** Reading passage follows **

Ursa_Minor_Smashed
A GPT-2 (124M parameters) model trained from scratch on the FineWeb-edu dataset using a modern training recipe. This model reproduces the GPT-2 small architecture with updated training techniques including Flash Attention, mixed precision training, and improved optimization strategies.
Model Details
Model Description
- Developed by: Kaileh57
- Model type: GPT-2 (Decoder-only Transformer)
- Language(s): English
- License: MIT
- Finetuned from model: Trained from scratch
Model Architecture
| Parameter | Value |
|---|---|
| Parameters | 124M |
| Layers | 12 |
| Hidden Size | 768 |
| Attention Heads | 12 |
| Context Length | 1024 |
| Vocabulary Size | 50,304 |
| Activation Function | GELU (tanh approximation) |
| Position Embeddings | Learned |
| Layer Norm | Pre-normalization |
| Attention Type | Multi-head with Flash Attention |
| Weight Tying | Token embeddings tied with output projection |
Training Details
- Dataset: FineWeb-edu (10B token sample)
- Training Regime: Mixed precision (bfloat16)
- Optimizer: AdamW (β₁=0.9, β₂=0.95, ε=1e-8)
- Learning Rate: 1.5e-3 with cosine decay
- Batch Size: 524,288 tokens
- Training Steps: 19,073 (1 epoch)
- Warmup Steps: 715
- Weight Decay: 0.1
- Gradient Clipping: 1.0
- Hardware: NVIDIA RTX A6000 (48GB)
- Training Time: ~2 days
Performance
| Benchmark | Score |
|---|---|
| HellaSwag | 32.4% |
| Final Loss | 2.85 |
| Perplexity | ~17.3 |
Note: Scores are from single epoch training. Multi-epoch training reaches ~35% on HellaSwag.
Uses
Direct Use
This model can be used for:
- Text generation
- Research on efficient training methods
- Educational purposes to understand GPT architectures
- Fine-tuning for specific downstream tasks
Out-of-Scope Use
- Production applications requiring high reliability
- Generation of factual information (model may hallucinate)
- Any use case requiring larger context than 1024 tokens
Quick Start
Installation
CPU Installation (Default)
# Clone the repository
git clone https://github.com/Kaileh57/Ursa_Minor_Smashed.git
cd Ursa_Minor_Smashed
# Set up CPU environment
pip install -r requirements.txt
# or use the setup script: ./setup.sh
CUDA Installation (For GPU Acceleration)
If you have a CUDA-capable GPU and want to use GPU acceleration:
Linux/macOS:
# Use the automated CUDA setup script
chmod +x setup-cuda.sh
./setup-cuda.sh
Windows:
# Use the Windows CUDA setup script
setup-cuda.bat
Manual CUDA Installation:
# Create separate CUDA environment
python -m venv venv-cuda
source venv-cuda/bin/activate # On Windows: venv-cuda\Scripts\activate
# Install CUDA requirements
pip install -r requirements-cuda.txt
CUDA Requirements:
- NVIDIA GPU with CUDA Compute Capability 3.5 or higher
- NVIDIA drivers installed
- CUDA 11.8 or 12.1 toolkit (optional, PyTorch includes CUDA runtime)

** End of Reading passage **

According to the Ursa_Minor_Smashed page, why is the CUDA 11.8 or 12.1 toolkit optional for GPU use? Answer in one to three sentences.

** Data excerpts follows **

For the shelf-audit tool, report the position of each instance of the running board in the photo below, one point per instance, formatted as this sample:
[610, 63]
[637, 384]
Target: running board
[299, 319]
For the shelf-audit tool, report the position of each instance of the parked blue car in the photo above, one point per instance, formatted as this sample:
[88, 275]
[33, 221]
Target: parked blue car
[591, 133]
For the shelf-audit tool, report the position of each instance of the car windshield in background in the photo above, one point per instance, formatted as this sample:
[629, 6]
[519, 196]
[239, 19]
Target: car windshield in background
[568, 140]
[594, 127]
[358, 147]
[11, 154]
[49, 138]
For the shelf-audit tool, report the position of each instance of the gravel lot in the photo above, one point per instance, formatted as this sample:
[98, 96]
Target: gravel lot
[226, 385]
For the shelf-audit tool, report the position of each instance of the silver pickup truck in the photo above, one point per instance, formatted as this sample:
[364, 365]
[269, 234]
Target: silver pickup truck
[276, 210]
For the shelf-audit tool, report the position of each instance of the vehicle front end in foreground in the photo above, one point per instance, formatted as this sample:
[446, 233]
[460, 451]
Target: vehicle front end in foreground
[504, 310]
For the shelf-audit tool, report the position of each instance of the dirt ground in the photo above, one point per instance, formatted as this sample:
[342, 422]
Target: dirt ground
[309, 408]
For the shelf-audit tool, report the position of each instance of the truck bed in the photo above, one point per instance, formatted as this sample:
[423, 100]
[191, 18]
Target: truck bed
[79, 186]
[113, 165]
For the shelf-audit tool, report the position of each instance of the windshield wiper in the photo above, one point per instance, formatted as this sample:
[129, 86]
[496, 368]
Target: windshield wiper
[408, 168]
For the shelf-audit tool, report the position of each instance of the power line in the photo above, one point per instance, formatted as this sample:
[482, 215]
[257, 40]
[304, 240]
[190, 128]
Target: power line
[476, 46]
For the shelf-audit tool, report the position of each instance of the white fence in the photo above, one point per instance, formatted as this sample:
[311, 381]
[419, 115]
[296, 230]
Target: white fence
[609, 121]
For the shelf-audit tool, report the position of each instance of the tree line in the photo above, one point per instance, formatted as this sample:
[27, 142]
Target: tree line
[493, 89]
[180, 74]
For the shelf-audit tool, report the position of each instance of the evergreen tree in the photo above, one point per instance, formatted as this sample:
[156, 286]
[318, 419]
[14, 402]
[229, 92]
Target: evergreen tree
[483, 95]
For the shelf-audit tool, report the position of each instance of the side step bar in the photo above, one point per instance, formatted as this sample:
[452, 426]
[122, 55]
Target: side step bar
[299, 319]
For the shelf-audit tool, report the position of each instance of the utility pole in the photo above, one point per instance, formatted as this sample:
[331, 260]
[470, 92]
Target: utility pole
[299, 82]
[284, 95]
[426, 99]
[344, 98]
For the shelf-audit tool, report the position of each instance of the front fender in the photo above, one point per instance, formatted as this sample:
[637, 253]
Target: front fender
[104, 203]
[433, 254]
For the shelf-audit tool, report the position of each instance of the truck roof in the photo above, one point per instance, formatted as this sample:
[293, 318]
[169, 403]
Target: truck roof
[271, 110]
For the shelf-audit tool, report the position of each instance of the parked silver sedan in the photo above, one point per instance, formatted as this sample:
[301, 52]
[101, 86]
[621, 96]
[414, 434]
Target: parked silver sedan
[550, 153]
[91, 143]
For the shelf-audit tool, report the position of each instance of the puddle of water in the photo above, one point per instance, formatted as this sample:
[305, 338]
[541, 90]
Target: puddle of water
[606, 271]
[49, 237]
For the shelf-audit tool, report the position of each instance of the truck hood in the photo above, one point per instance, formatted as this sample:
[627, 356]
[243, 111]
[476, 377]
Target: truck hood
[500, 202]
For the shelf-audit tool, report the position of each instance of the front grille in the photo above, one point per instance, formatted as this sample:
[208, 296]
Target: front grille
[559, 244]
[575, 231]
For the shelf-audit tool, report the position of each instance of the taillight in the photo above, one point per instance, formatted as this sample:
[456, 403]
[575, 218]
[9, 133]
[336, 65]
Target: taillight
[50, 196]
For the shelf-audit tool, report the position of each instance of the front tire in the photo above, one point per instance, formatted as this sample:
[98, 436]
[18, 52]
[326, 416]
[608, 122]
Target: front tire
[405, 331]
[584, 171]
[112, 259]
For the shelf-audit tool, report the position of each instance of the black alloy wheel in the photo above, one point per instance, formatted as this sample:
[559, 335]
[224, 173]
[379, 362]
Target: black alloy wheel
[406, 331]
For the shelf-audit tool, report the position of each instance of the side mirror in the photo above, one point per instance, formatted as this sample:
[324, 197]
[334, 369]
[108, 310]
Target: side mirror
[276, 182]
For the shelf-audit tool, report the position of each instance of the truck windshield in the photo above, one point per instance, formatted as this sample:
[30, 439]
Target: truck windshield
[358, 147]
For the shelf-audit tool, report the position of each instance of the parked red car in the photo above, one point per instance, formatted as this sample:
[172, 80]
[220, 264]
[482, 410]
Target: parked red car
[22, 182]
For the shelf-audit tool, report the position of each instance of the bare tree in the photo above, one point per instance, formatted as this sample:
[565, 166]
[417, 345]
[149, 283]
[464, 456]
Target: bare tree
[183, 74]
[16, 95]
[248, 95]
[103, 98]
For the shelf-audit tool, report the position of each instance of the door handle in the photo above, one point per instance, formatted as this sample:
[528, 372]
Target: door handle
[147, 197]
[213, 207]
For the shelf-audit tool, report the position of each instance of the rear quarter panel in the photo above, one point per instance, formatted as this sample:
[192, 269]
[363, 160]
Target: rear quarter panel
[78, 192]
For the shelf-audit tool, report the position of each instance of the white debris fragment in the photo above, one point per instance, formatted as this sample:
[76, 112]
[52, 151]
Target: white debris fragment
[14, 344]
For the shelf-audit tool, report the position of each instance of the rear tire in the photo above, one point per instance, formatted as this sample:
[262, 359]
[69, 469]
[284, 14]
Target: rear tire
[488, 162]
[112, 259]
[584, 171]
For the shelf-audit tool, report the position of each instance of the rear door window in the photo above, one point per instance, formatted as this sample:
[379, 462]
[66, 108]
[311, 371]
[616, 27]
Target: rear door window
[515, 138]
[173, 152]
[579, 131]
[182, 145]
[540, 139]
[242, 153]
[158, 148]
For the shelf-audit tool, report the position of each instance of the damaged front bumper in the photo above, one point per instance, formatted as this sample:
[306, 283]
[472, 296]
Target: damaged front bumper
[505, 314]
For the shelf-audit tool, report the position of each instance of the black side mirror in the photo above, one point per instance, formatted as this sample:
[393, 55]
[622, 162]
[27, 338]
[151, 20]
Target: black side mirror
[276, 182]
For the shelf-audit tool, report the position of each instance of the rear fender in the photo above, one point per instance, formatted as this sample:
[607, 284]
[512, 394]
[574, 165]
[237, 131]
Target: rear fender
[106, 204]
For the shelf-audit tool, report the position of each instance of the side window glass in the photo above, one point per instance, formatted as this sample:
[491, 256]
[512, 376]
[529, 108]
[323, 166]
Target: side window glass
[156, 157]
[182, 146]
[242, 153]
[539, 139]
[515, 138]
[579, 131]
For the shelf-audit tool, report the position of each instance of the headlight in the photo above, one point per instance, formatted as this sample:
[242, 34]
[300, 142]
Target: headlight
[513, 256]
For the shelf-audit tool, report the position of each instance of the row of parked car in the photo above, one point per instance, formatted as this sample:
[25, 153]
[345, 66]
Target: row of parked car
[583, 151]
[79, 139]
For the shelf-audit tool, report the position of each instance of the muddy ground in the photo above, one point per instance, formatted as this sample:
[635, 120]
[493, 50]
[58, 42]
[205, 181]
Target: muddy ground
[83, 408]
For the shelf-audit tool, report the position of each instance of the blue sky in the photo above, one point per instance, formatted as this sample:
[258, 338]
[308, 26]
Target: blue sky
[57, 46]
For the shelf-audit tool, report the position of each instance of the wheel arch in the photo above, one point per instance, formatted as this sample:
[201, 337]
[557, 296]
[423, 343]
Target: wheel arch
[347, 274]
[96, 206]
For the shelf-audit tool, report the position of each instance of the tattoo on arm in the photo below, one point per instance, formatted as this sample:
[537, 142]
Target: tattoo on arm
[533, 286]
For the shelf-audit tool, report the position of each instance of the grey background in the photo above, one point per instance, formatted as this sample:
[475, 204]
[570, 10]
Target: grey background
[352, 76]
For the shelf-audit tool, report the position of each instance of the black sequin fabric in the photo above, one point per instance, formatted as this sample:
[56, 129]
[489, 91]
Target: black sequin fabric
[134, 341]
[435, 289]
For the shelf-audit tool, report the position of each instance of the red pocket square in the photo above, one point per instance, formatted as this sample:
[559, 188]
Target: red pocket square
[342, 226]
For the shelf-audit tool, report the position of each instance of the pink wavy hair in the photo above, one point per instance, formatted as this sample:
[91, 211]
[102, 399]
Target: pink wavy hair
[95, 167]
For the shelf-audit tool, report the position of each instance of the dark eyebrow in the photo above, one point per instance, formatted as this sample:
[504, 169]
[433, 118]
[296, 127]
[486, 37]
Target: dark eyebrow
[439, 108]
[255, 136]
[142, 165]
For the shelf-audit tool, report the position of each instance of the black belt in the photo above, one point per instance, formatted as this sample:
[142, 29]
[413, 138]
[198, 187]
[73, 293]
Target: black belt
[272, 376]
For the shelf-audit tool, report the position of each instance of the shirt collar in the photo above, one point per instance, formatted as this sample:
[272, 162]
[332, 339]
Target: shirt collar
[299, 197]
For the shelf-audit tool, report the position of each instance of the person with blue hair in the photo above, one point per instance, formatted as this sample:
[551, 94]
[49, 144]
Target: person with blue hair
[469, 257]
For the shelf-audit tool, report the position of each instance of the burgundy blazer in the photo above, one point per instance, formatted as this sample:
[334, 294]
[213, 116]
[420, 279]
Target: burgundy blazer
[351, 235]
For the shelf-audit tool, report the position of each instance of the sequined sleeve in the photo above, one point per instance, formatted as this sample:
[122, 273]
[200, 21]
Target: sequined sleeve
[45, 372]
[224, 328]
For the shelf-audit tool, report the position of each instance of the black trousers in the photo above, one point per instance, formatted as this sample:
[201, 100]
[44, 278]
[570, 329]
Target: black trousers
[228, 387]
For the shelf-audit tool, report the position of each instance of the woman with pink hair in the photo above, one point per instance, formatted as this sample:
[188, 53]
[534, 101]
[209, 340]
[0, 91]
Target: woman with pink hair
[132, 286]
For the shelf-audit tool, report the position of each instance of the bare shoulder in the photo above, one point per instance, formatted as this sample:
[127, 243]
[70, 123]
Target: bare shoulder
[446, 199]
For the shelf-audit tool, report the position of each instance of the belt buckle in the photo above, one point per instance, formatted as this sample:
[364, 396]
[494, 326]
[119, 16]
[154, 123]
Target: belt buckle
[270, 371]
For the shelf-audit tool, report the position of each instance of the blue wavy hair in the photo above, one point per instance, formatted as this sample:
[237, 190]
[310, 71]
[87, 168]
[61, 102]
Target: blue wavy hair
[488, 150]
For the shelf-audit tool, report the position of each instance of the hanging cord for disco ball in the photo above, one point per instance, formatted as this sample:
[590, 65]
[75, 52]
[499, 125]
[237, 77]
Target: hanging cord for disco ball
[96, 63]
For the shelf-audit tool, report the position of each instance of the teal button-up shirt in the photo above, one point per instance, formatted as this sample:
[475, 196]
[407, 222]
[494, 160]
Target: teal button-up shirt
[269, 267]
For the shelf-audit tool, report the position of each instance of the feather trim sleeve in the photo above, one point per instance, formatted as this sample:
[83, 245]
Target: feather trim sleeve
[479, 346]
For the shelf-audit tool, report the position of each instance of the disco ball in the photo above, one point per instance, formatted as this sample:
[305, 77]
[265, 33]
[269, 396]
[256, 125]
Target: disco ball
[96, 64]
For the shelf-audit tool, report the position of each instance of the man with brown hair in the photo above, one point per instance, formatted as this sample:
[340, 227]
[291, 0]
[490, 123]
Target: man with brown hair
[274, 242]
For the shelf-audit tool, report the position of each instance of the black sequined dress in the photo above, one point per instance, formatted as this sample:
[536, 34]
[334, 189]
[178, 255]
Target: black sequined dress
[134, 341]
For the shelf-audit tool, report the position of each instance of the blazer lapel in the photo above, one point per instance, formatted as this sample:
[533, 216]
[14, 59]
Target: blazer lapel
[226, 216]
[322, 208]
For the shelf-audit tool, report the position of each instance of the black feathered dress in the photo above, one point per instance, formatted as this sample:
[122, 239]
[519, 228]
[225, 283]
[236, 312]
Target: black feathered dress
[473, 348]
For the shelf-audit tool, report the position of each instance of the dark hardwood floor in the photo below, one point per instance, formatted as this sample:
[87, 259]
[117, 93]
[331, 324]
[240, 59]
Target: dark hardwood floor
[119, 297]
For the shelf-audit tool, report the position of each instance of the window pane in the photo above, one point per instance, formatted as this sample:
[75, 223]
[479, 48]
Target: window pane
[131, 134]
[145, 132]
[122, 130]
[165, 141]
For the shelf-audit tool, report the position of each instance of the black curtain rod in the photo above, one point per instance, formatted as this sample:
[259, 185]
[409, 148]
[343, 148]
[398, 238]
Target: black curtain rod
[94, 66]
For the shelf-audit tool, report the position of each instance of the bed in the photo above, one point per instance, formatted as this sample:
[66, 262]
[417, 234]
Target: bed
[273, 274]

** End of Data excerpts **

■ Result of this task ■
The toolkit is optional because PyTorch includes the CUDA runtime.